TEXT TO READ:
————

## About

**Notebook overview**

This notebook involves the preprocessing a subset of the ArSL dataset. We follow the common preprocessing techniques found in the literature for classification of sign languages.

The following are the preprocessing techniques applied to the chosen subset of the dataset.

1. **Image resizing**: The images are resized to (3, 224, 224) where 3 represents the number of channels (RGB) in the image and (224, 224) represents the 2D dimensions of each image.

2. **Normalization**: Scaling pixel values to a range, typically between 0 and 1, helps in speeding up convergence during training.

3. **Data Augmentation**: To make the model robust to various orientations and scales, augmenting the dataset with transformed images (e.g., rotations, scaling, translations, flipping) is beneficial.

## Needed libraries

In [None]:
import numpy as np
import cv2
from PIL import Image
from sklearn.model_selection import train_test_split
from sklearn.preprocessing import LabelEncoder
import os
import torch
import torch.nn as nn
import torchvision.transforms.v2 as transforms
import torchvision.models
from  torch.utils.data import DataLoader, Dataset
from albumentations.pytorch import ToTensorV2
device = torch.device("cuda" if torch.cuda.is_available() else "cpu")

————

EXERCISES TO COMPLETE:
a – According to the notebook overview, to what dimensions are the images resized?
b – Rewrite the records in full, changing every "ball of white yarn" to "skein of white yarn" and leaving everything else the same.
The notebook overview above has no connection to the records that follow.

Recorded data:

————

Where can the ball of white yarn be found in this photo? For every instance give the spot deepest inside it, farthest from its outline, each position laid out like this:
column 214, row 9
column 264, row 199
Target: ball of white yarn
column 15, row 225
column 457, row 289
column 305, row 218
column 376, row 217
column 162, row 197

————

RESULTS BY TASK:
a – (3, 224, 224)

b –
Where can the skein of white yarn be found in this photo? For every instance give the spot deepest inside it, farthest from its outline, each position laid out like this:
column 214, row 9
column 264, row 199
Target: skein of white yarn
column 15, row 225
column 457, row 289
column 305, row 218
column 376, row 217
column 162, row 197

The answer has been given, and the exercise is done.